> SOURCE RECORDS:
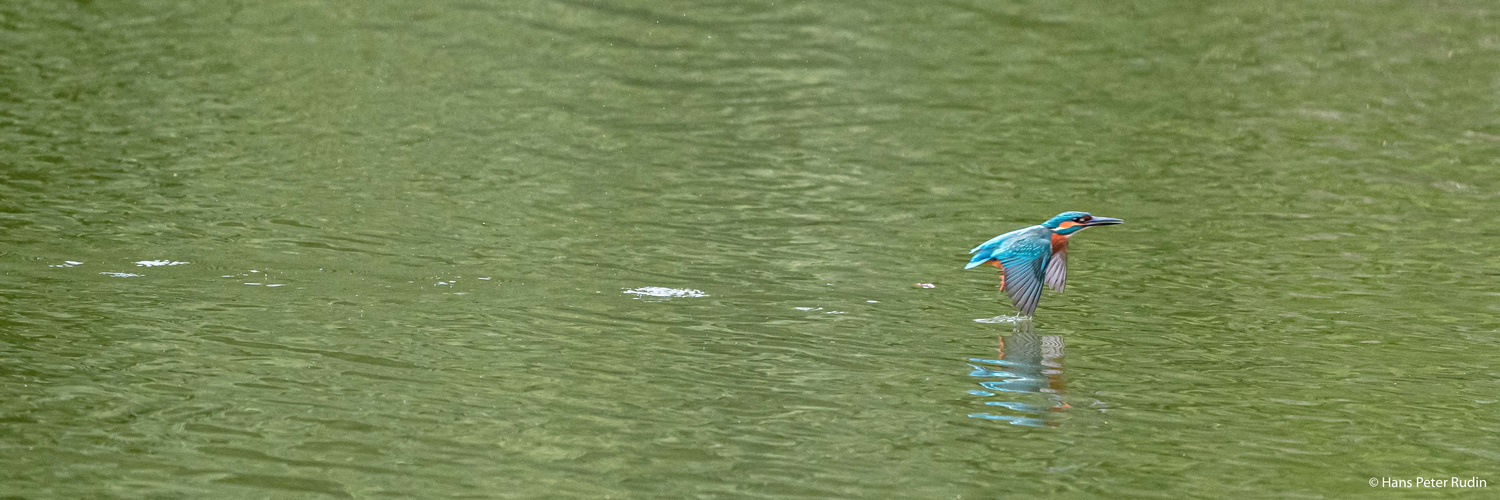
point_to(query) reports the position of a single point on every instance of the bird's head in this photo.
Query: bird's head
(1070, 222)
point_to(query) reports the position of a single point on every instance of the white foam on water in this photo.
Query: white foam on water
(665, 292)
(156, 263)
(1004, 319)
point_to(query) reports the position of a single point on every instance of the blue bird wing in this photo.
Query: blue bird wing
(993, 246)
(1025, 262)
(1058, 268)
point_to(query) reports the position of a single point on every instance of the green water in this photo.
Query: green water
...
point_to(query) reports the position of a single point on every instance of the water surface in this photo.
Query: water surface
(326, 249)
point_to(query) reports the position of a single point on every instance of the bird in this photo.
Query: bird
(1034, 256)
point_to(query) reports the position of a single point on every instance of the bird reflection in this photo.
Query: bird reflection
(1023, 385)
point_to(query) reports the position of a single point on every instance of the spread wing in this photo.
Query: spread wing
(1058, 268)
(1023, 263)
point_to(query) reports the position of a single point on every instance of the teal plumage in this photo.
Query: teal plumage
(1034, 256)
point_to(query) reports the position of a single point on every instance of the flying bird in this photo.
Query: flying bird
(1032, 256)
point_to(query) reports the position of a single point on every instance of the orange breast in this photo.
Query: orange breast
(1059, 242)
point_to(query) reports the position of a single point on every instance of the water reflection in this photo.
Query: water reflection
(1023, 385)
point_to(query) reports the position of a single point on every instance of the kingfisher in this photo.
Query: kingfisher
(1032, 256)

> TASK DESCRIPTION:
Collect every line above that contains the string "orange" and copy each such line in full.

> EXERCISE RESPONSE:
point_to(query) reports the position of a single point on every instance of the orange breast in this photo.
Query: orange breast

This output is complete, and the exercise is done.